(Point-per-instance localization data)
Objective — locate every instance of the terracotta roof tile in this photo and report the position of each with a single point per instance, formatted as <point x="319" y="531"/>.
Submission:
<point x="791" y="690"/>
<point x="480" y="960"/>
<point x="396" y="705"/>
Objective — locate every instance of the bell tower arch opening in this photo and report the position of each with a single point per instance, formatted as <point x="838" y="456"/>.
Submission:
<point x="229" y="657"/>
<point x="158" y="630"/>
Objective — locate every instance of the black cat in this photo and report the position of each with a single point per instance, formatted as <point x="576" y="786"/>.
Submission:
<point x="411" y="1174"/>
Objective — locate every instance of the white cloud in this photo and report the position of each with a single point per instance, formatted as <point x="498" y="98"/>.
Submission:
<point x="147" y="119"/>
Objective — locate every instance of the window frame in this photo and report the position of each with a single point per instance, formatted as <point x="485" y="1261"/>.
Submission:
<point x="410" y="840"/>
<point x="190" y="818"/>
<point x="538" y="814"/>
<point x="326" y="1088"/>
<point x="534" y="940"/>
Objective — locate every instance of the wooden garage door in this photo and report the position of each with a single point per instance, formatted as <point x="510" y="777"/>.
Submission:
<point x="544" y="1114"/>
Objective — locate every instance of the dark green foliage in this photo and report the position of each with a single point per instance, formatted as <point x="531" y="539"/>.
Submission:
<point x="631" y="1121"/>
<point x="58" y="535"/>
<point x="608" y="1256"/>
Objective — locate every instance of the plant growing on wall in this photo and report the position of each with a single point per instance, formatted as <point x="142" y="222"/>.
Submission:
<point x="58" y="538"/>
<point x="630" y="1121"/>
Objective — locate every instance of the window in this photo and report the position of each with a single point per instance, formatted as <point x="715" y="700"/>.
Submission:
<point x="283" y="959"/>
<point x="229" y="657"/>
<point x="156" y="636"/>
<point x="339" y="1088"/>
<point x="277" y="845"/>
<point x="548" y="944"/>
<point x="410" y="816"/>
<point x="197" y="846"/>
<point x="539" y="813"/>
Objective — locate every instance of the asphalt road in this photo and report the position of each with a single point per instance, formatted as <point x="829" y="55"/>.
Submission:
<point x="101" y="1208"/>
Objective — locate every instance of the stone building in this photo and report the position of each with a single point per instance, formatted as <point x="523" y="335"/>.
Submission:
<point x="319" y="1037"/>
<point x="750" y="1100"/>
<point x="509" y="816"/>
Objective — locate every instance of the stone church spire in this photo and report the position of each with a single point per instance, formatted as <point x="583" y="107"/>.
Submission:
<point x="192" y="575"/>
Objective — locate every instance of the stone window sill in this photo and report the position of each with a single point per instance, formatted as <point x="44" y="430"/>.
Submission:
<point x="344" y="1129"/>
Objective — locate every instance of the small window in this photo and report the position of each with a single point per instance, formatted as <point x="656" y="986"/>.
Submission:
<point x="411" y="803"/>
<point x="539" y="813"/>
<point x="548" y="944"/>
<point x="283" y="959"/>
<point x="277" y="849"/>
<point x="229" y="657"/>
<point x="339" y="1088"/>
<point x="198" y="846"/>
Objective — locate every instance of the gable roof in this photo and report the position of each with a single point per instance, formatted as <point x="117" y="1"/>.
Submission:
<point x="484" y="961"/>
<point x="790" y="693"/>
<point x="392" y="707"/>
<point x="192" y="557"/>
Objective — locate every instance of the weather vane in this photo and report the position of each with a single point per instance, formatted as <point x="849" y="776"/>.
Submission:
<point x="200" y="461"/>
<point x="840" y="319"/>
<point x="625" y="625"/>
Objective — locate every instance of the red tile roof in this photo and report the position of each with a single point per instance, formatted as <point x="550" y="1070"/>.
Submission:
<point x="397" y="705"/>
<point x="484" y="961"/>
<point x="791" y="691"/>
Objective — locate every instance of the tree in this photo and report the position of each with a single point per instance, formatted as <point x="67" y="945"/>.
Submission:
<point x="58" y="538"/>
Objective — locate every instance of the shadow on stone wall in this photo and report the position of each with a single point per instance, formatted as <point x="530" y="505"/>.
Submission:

[Your assignment]
Please copy each line of the records above in which the word "stone" can be found.

[Task answer]
Objective — locate every instance of the stone building in this photo and report the position of each with a single point per instance, formatted as <point x="523" y="335"/>.
Objective — locate every instance of the stone church spire in this photo and report the position of each with a single point per instance, formatted as <point x="583" y="107"/>.
Objective — locate every instance of the stone window sill in this photo and report the position of each with a single point per instance, formatted as <point x="44" y="430"/>.
Objective — locate every instance of the shadow on stone wall in this photo and report the position of each with a single point per instance, formatted as <point x="530" y="505"/>.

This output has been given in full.